(Source extract)
Learn Interfaces by Building an Equation Solver - Step 36

Tell us what’s happening:

in regards to other responses to this step, where people have struggled i came across the response of don’t remove anything before the 1 which i never did, however i am still confused on why this gives me an TypeError

Your code so far

from abc import ABC, abstractmethod
import re


class Equation(ABC):
    degree: int
  
    def __init__(self, *args):
        if (self.degree + 1) != len(args):
            raise TypeError(
                f"'Equation' object takes {self.degree + 1} positional arguments but {len(args)} were given"
            )
        if any(not isinstance(arg, (int, float)) for arg in args):
            raise TypeError("Coefficients must be of type 'int' or 'float'")
        if args[0] == 0:
            raise ValueError("Highest degree coefficient must be different from zero")
        self.coefficients = {(len(args) - n - 1): arg for n, arg in enumerate(args)}

    def __init_subclass__(cls):
        if not hasattr(cls, "degree"):
            raise AttributeError(
                f"Cannot create '{cls.__name__}' class: missing required attribute 'degree'"
            )

    def __str__(self):
        terms = []
        for n, coefficient in self.coefficients.items():
            if not coefficient:
                continue
            if n == 0:
                terms.append(f'{coefficient:+}')
            elif n == 1:
                terms.append(f'{coefficient:+}x')
(End Source extract)
(Data extracts)
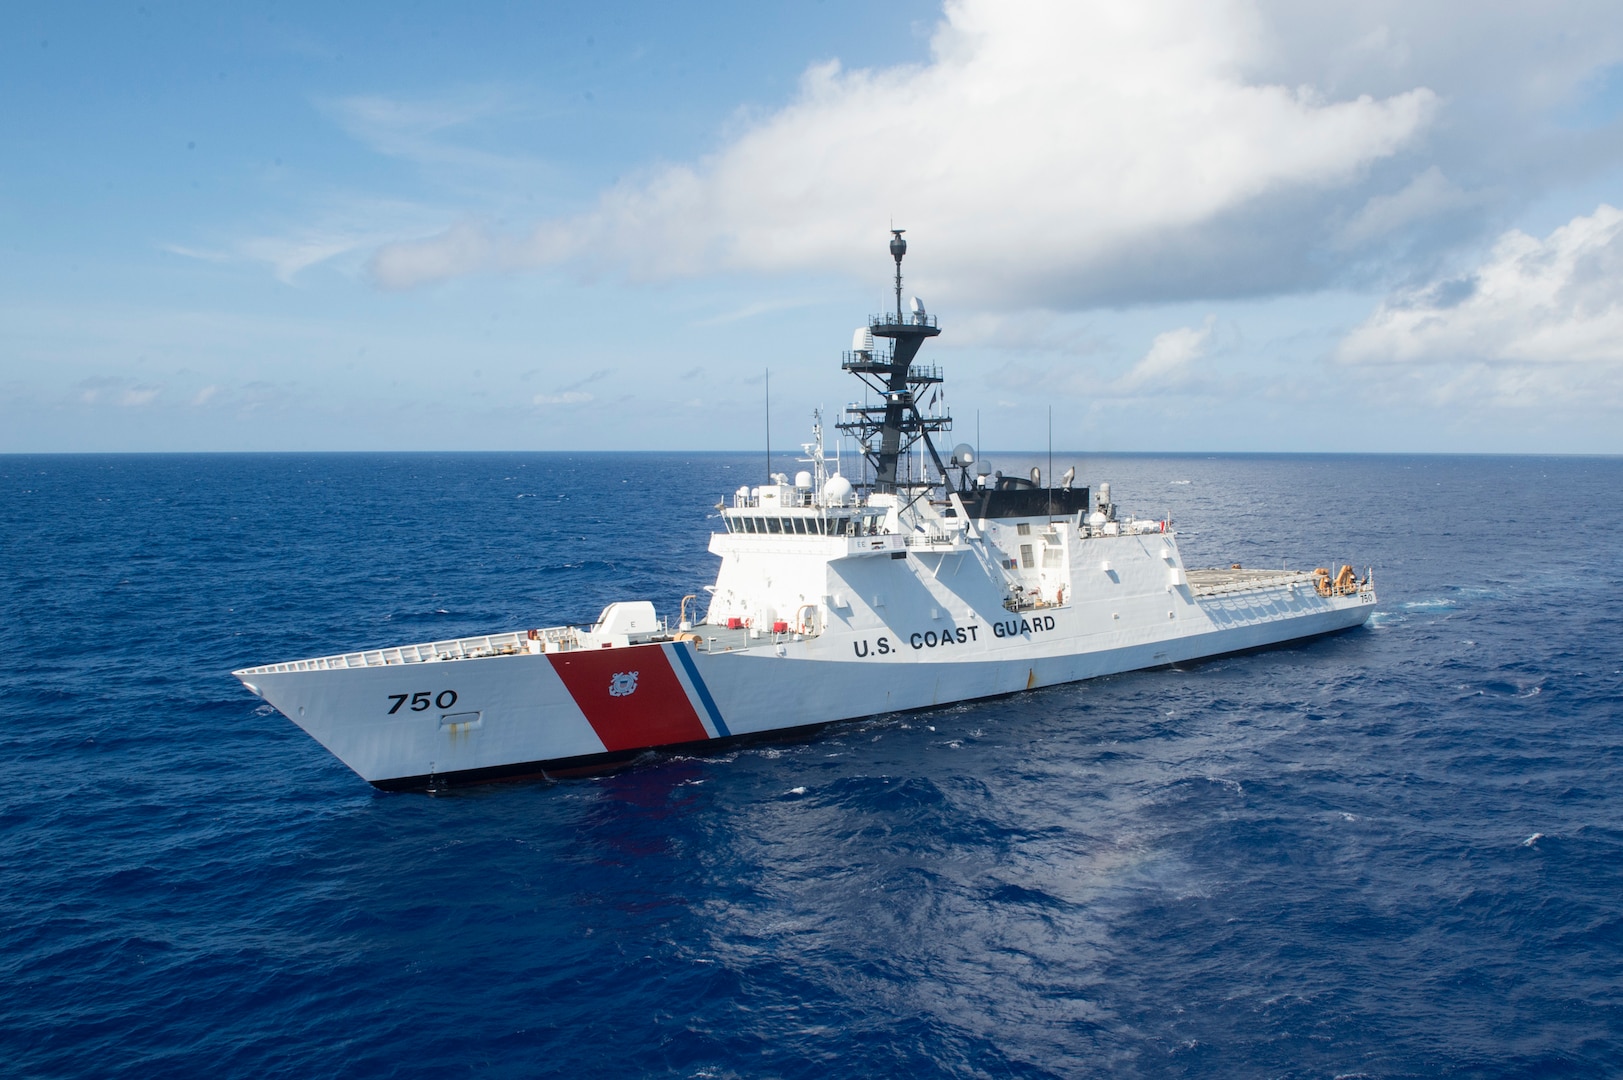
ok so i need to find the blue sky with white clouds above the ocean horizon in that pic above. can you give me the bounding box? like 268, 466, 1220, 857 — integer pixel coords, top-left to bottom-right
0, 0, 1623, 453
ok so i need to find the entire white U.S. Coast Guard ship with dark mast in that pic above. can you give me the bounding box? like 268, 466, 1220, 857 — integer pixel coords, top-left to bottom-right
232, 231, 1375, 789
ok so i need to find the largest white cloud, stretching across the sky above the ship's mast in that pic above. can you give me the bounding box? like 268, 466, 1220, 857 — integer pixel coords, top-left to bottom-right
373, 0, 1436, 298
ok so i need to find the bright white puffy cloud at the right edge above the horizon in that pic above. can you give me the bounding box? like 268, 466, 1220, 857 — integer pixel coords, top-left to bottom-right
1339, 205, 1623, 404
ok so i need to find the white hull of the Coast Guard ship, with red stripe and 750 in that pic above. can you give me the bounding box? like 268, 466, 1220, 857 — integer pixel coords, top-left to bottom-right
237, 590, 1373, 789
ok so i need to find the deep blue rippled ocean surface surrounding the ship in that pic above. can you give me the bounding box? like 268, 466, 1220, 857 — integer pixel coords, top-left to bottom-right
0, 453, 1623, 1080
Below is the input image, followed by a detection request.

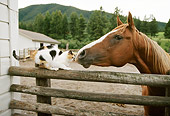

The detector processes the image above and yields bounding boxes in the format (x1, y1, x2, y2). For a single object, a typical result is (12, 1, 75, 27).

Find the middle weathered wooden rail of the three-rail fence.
(End Data extracts)
(Data extracts)
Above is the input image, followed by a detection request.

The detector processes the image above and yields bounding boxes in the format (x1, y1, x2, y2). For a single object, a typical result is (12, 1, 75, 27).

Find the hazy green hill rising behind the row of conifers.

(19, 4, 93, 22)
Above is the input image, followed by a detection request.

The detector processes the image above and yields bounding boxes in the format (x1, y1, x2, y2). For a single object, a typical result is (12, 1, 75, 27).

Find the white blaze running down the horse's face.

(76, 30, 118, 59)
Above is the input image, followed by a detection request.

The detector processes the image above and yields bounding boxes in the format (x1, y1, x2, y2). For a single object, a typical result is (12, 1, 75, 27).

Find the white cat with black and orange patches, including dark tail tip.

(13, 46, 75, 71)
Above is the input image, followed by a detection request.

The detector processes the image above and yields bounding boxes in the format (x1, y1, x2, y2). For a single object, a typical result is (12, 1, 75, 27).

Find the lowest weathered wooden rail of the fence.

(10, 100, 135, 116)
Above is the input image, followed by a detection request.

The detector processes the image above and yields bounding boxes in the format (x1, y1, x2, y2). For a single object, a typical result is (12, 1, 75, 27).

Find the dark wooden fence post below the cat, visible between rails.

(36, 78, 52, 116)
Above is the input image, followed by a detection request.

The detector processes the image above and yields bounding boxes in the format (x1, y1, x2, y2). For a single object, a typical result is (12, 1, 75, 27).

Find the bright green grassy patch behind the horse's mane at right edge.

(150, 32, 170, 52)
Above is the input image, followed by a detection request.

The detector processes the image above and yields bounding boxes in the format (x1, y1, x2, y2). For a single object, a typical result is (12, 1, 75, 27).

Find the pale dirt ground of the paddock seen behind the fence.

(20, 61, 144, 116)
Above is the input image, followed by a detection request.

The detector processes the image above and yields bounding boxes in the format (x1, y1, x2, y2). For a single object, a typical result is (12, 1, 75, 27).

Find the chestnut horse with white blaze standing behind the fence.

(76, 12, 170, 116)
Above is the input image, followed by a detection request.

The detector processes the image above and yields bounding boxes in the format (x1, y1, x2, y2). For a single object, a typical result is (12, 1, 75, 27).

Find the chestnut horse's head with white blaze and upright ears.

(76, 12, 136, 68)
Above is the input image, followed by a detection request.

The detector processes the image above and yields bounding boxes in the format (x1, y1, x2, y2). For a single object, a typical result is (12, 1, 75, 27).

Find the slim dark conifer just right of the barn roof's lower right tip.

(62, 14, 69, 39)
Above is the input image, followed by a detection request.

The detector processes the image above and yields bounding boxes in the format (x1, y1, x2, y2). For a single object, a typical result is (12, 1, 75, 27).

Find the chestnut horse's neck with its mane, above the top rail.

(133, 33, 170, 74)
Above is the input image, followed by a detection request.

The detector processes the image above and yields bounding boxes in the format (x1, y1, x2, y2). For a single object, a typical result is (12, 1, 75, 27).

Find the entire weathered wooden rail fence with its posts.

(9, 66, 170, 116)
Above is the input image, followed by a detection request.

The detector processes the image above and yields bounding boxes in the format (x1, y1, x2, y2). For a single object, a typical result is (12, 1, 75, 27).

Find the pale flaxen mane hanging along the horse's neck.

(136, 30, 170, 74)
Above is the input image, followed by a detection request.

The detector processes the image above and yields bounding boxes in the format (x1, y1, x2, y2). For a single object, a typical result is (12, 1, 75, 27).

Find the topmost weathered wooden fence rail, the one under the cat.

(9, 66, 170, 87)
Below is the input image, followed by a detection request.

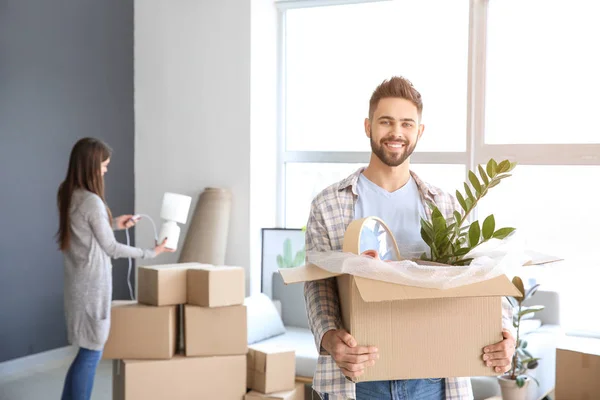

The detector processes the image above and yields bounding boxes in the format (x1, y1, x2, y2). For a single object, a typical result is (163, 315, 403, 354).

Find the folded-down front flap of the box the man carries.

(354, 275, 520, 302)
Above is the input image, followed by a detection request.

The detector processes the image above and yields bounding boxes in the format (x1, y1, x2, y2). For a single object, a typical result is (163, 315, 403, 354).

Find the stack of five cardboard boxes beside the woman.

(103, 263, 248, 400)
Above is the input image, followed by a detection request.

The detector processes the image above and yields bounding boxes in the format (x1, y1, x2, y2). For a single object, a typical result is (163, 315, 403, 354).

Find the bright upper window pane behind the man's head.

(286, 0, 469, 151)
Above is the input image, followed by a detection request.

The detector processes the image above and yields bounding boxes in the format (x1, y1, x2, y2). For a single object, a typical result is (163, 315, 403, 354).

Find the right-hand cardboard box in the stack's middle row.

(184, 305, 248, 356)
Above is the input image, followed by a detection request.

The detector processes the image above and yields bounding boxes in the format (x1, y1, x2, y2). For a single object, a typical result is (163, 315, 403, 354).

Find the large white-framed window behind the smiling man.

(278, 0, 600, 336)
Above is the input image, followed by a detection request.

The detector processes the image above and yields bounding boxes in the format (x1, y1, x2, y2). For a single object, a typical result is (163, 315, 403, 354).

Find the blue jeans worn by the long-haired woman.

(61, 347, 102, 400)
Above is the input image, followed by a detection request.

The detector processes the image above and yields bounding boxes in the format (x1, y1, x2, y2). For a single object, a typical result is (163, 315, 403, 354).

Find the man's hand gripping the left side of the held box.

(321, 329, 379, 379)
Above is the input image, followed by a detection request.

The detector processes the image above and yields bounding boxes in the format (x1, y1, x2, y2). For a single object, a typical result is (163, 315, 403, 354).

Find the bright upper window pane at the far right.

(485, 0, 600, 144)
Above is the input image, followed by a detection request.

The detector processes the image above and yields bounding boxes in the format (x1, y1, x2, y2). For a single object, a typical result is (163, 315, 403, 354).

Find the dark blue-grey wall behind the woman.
(End Data extracts)
» **Task description**: In the equation solver post, how would you render the sentence "Highest degree coefficient must be different from zero" in Spanish?

» **Task output**: El coeficiente de mayor grado debe ser distinto de cero.